TRECHO SELECIONADO:
Desespero por controlar narrativa leva presidente e pedetista a transtorno bipolar dos usuários de redes sociais dependentes da dopamina da auto afirmação
No tempo em que fazia sucesso a sacada de Andy Warhol de que um dia o sucesso duraria 15 minutos, lá pelos anos 70, o então badalado ator Warren Beatty disse mais ou menos que a vida não tinha sentido fora das câmeras.
Mais ou menos o que viria acontecer nos feeds das redes sociais, onde a vida é sempre bela e o grau de neurose chegou a ponto de problema mundial de saúde pública, denunciado por uma ex funcionária do Facebook (Frances Haugen) ao Congresso americano.
Em outubro, ela mostrou documentos aos senadores para provar como a plataforma tentacular de Mark Zuckerberg manipulou e evitou alterar seus algoritmos para evitar, além da guerra de bolhas, a dependência sujeita a transtornos mentais, sobretudo em adolescentes.
Como Donald Trump, que tuitava 24 horas ao invés de cuidar de suas obrigações presidenciais, e Jair Bolsonaro, de idade mental semelhante, que, como se sabe, ainda se esconde no closet de madrugada para tuitar sem incomodar a esposa.

TAREFA PROPOSTA: Resuma em três frases o trecho sobre redes sociais. Os itens não guardam relação com o trecho.

(Dados extraídos de uma coleção)
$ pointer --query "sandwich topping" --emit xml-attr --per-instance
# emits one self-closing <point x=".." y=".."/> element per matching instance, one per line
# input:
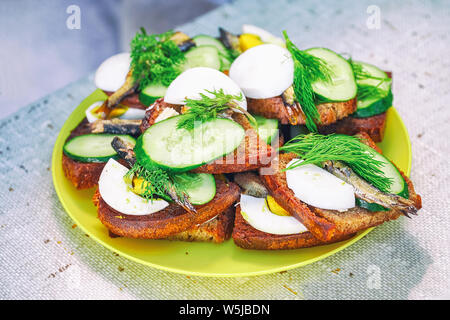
<point x="373" y="177"/>
<point x="196" y="117"/>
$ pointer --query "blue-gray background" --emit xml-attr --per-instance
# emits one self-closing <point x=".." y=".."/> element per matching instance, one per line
<point x="39" y="54"/>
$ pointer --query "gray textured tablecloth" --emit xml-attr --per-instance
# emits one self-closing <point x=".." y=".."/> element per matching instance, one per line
<point x="42" y="256"/>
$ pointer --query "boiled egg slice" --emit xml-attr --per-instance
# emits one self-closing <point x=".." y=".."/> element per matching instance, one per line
<point x="256" y="212"/>
<point x="121" y="112"/>
<point x="111" y="74"/>
<point x="264" y="71"/>
<point x="119" y="196"/>
<point x="198" y="80"/>
<point x="319" y="188"/>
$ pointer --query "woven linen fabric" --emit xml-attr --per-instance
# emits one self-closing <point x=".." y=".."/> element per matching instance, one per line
<point x="44" y="256"/>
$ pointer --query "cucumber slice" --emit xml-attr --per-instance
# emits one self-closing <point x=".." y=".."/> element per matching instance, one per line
<point x="202" y="56"/>
<point x="204" y="40"/>
<point x="200" y="187"/>
<point x="93" y="147"/>
<point x="267" y="128"/>
<point x="151" y="93"/>
<point x="371" y="106"/>
<point x="180" y="150"/>
<point x="343" y="84"/>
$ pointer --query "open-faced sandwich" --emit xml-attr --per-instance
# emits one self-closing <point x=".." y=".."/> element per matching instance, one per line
<point x="315" y="87"/>
<point x="182" y="149"/>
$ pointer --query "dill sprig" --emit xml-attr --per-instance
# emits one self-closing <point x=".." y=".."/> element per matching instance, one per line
<point x="366" y="90"/>
<point x="155" y="58"/>
<point x="209" y="107"/>
<point x="315" y="149"/>
<point x="161" y="183"/>
<point x="307" y="69"/>
<point x="157" y="180"/>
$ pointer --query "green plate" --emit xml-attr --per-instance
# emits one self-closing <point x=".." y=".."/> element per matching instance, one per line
<point x="204" y="259"/>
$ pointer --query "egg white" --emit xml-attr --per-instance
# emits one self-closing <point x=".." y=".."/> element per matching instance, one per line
<point x="111" y="74"/>
<point x="319" y="188"/>
<point x="256" y="212"/>
<point x="194" y="81"/>
<point x="264" y="71"/>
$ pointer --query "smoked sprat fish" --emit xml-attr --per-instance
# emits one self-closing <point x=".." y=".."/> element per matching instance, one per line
<point x="367" y="192"/>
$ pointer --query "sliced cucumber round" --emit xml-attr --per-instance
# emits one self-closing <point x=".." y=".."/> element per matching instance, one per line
<point x="202" y="56"/>
<point x="200" y="187"/>
<point x="151" y="93"/>
<point x="373" y="105"/>
<point x="342" y="86"/>
<point x="181" y="150"/>
<point x="267" y="128"/>
<point x="374" y="207"/>
<point x="93" y="147"/>
<point x="204" y="40"/>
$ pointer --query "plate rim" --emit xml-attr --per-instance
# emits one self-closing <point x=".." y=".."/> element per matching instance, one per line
<point x="59" y="193"/>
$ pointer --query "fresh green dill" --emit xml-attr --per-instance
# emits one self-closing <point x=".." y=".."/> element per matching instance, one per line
<point x="366" y="91"/>
<point x="160" y="183"/>
<point x="307" y="69"/>
<point x="156" y="180"/>
<point x="155" y="58"/>
<point x="209" y="107"/>
<point x="315" y="149"/>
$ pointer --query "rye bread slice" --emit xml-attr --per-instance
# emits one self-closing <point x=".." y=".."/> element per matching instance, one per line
<point x="326" y="224"/>
<point x="253" y="153"/>
<point x="216" y="230"/>
<point x="374" y="126"/>
<point x="169" y="221"/>
<point x="247" y="237"/>
<point x="274" y="108"/>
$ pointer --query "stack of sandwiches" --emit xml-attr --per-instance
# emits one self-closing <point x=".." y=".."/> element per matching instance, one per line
<point x="198" y="139"/>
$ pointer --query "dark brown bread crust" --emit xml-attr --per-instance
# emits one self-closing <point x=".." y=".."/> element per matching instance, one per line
<point x="326" y="224"/>
<point x="274" y="108"/>
<point x="173" y="219"/>
<point x="247" y="237"/>
<point x="251" y="154"/>
<point x="374" y="126"/>
<point x="216" y="230"/>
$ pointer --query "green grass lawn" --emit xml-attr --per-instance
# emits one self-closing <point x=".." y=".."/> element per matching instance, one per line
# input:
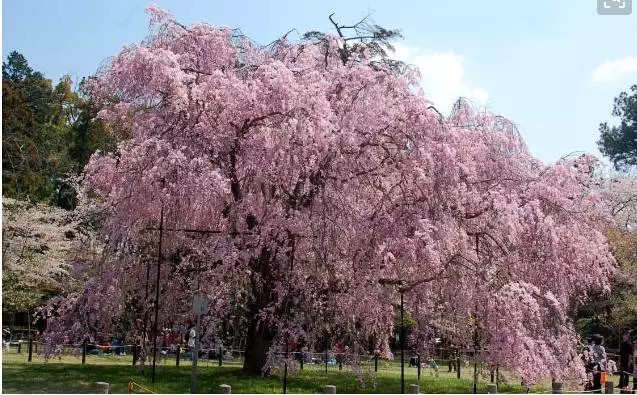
<point x="68" y="375"/>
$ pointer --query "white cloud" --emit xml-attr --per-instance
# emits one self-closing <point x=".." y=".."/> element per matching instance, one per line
<point x="614" y="70"/>
<point x="442" y="76"/>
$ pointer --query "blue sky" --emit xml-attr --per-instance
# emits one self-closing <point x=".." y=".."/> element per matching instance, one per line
<point x="553" y="66"/>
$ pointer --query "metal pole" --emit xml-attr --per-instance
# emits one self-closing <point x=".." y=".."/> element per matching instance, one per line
<point x="497" y="375"/>
<point x="402" y="346"/>
<point x="195" y="356"/>
<point x="161" y="233"/>
<point x="84" y="352"/>
<point x="419" y="367"/>
<point x="326" y="342"/>
<point x="285" y="368"/>
<point x="458" y="366"/>
<point x="475" y="374"/>
<point x="30" y="337"/>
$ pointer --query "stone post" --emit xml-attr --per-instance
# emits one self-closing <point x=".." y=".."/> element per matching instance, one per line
<point x="102" y="387"/>
<point x="329" y="389"/>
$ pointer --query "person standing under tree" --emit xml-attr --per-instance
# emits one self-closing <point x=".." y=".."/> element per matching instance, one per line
<point x="599" y="360"/>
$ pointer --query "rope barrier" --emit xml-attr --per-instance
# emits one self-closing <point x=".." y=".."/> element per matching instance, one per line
<point x="132" y="385"/>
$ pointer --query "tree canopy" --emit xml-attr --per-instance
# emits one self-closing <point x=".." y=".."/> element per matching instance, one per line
<point x="319" y="187"/>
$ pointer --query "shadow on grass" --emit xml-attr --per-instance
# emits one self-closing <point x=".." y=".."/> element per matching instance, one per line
<point x="51" y="377"/>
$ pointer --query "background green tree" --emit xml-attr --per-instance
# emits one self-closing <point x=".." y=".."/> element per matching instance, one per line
<point x="49" y="133"/>
<point x="619" y="143"/>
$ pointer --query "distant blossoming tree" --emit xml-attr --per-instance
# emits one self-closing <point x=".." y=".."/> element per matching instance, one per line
<point x="333" y="185"/>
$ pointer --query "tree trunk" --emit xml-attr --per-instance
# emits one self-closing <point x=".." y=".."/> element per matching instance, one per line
<point x="258" y="343"/>
<point x="260" y="335"/>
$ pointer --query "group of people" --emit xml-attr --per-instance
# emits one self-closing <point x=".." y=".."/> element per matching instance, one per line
<point x="628" y="362"/>
<point x="599" y="366"/>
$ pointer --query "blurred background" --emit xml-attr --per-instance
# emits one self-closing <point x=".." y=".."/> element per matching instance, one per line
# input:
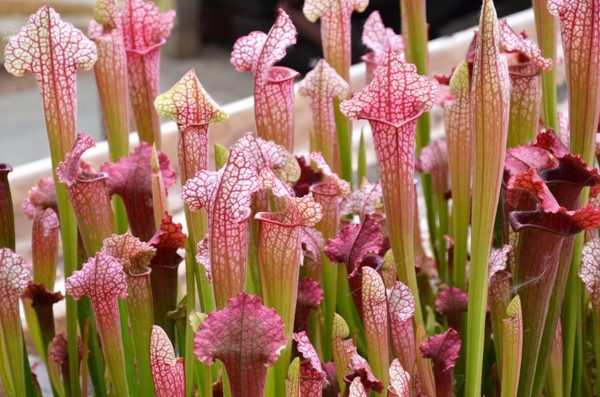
<point x="202" y="39"/>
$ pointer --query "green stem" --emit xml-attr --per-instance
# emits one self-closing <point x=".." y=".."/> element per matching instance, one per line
<point x="460" y="233"/>
<point x="141" y="318"/>
<point x="414" y="32"/>
<point x="442" y="210"/>
<point x="344" y="132"/>
<point x="191" y="307"/>
<point x="546" y="34"/>
<point x="127" y="359"/>
<point x="112" y="347"/>
<point x="329" y="275"/>
<point x="347" y="309"/>
<point x="596" y="327"/>
<point x="4" y="370"/>
<point x="361" y="172"/>
<point x="571" y="314"/>
<point x="13" y="347"/>
<point x="68" y="235"/>
<point x="253" y="284"/>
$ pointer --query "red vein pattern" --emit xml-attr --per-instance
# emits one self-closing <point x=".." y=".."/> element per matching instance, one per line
<point x="88" y="194"/>
<point x="322" y="85"/>
<point x="459" y="138"/>
<point x="310" y="296"/>
<point x="247" y="337"/>
<point x="192" y="108"/>
<point x="312" y="376"/>
<point x="379" y="40"/>
<point x="103" y="280"/>
<point x="335" y="29"/>
<point x="490" y="103"/>
<point x="273" y="85"/>
<point x="589" y="272"/>
<point x="363" y="201"/>
<point x="226" y="194"/>
<point x="52" y="50"/>
<point x="163" y="279"/>
<point x="145" y="30"/>
<point x="374" y="315"/>
<point x="401" y="311"/>
<point x="44" y="247"/>
<point x="167" y="370"/>
<point x="399" y="380"/>
<point x="356" y="389"/>
<point x="391" y="103"/>
<point x="434" y="160"/>
<point x="527" y="63"/>
<point x="580" y="31"/>
<point x="131" y="178"/>
<point x="279" y="249"/>
<point x="443" y="350"/>
<point x="111" y="72"/>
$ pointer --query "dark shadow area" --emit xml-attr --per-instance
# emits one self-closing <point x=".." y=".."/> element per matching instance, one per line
<point x="223" y="21"/>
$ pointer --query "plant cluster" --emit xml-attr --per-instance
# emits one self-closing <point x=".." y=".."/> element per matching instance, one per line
<point x="301" y="277"/>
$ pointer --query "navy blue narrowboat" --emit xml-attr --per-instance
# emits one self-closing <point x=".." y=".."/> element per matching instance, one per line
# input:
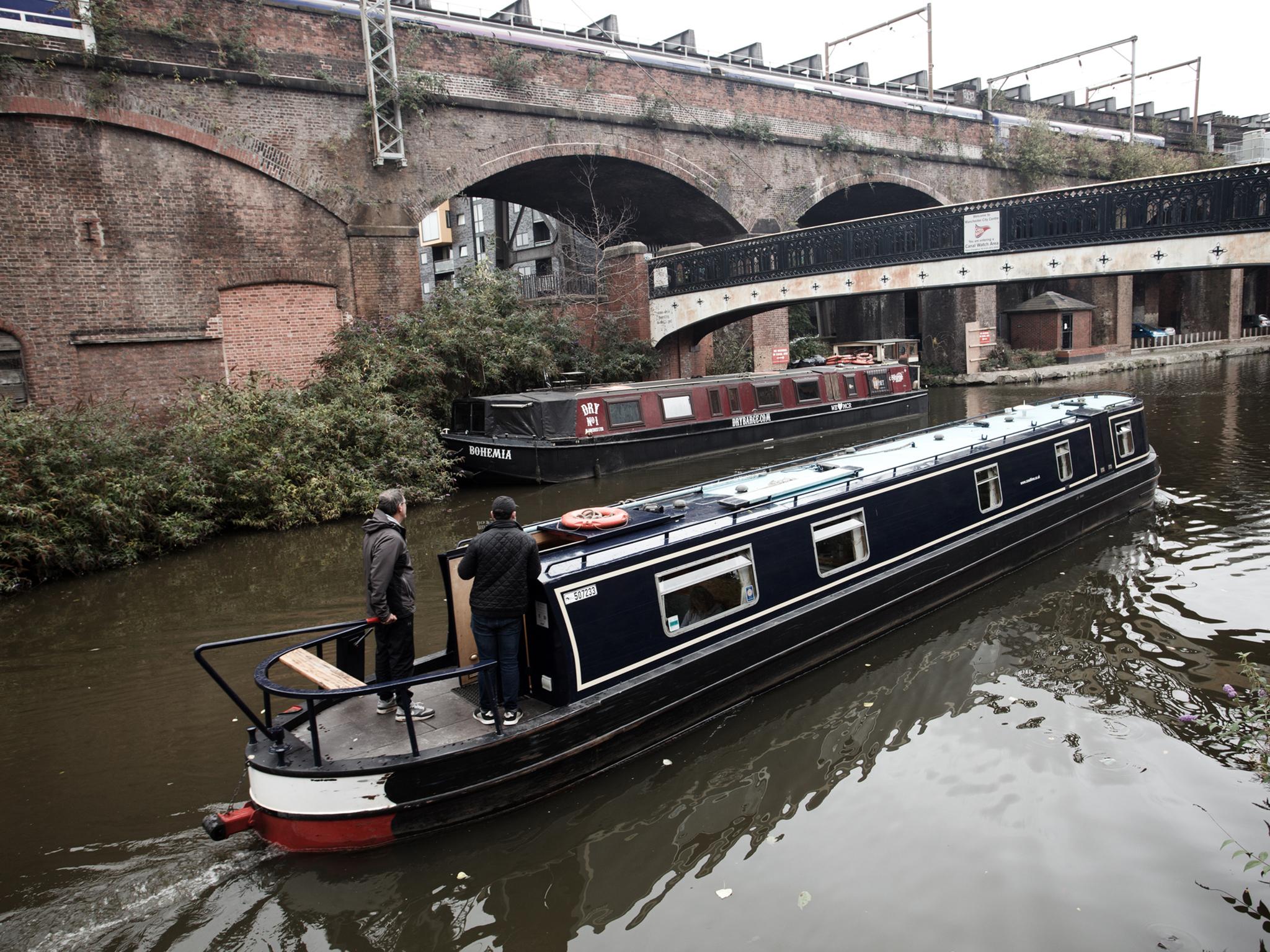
<point x="696" y="601"/>
<point x="551" y="436"/>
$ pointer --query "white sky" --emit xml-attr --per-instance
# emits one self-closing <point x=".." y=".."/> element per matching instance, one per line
<point x="977" y="38"/>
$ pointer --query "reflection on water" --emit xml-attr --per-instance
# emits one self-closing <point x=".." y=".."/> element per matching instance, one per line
<point x="1005" y="769"/>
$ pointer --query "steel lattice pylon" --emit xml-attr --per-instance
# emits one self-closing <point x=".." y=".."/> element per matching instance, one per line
<point x="381" y="81"/>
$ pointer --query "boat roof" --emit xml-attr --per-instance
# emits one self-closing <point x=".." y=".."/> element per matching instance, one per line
<point x="747" y="495"/>
<point x="575" y="392"/>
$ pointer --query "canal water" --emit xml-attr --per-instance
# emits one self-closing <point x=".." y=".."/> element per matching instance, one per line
<point x="1009" y="772"/>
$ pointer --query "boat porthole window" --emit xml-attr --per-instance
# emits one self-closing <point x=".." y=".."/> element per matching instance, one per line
<point x="769" y="395"/>
<point x="1124" y="438"/>
<point x="706" y="591"/>
<point x="677" y="408"/>
<point x="808" y="390"/>
<point x="1064" y="457"/>
<point x="624" y="413"/>
<point x="840" y="542"/>
<point x="988" y="484"/>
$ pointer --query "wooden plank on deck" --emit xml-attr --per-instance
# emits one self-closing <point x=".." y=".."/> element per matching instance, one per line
<point x="322" y="673"/>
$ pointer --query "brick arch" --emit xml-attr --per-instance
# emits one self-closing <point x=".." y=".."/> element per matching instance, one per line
<point x="252" y="152"/>
<point x="818" y="195"/>
<point x="528" y="150"/>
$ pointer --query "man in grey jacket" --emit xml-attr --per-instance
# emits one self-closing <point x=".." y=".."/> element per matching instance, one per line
<point x="505" y="563"/>
<point x="390" y="599"/>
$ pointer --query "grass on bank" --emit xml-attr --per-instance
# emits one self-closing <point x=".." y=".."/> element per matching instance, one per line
<point x="98" y="487"/>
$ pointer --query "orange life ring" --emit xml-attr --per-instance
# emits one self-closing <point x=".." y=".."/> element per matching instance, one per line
<point x="600" y="517"/>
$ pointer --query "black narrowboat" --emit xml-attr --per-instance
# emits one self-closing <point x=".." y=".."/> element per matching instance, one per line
<point x="551" y="436"/>
<point x="699" y="599"/>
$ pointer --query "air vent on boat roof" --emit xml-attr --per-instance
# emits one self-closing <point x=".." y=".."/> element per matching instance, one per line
<point x="742" y="501"/>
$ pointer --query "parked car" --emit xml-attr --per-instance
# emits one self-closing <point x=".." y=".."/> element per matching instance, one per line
<point x="1146" y="330"/>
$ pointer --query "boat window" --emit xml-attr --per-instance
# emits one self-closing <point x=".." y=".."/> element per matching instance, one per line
<point x="1124" y="438"/>
<point x="624" y="413"/>
<point x="808" y="390"/>
<point x="769" y="395"/>
<point x="840" y="542"/>
<point x="706" y="591"/>
<point x="1064" y="457"/>
<point x="677" y="408"/>
<point x="988" y="483"/>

RESPOSTA AO EXERCÍCIO: O trecho aproxima a frase de Warren Beatty, segundo a qual a vida não tinha sentido fora das câmeras, do que viria a ocorrer nos feeds das redes sociais, onde a vida é sempre bela e o grau de neurose se tornou um problema mundial de saúde pública. Esse problema foi denunciado ao Congresso americano por Frances Haugen, ex-funcionária do Facebook, que em outubro apresentou aos senadores documentos sobre como a plataforma de Mark Zuckerberg evitou alterar seus algoritmos para conter a guerra de bolhas e a dependência sujeita a transtornos mentais, sobretudo em adolescentes. O texto cita ainda Donald Trump, que tuitava 24 horas em vez de cuidar de suas obrigações presidenciais, e Jair Bolsonaro, que se esconderia no closet de madrugada para tuitar.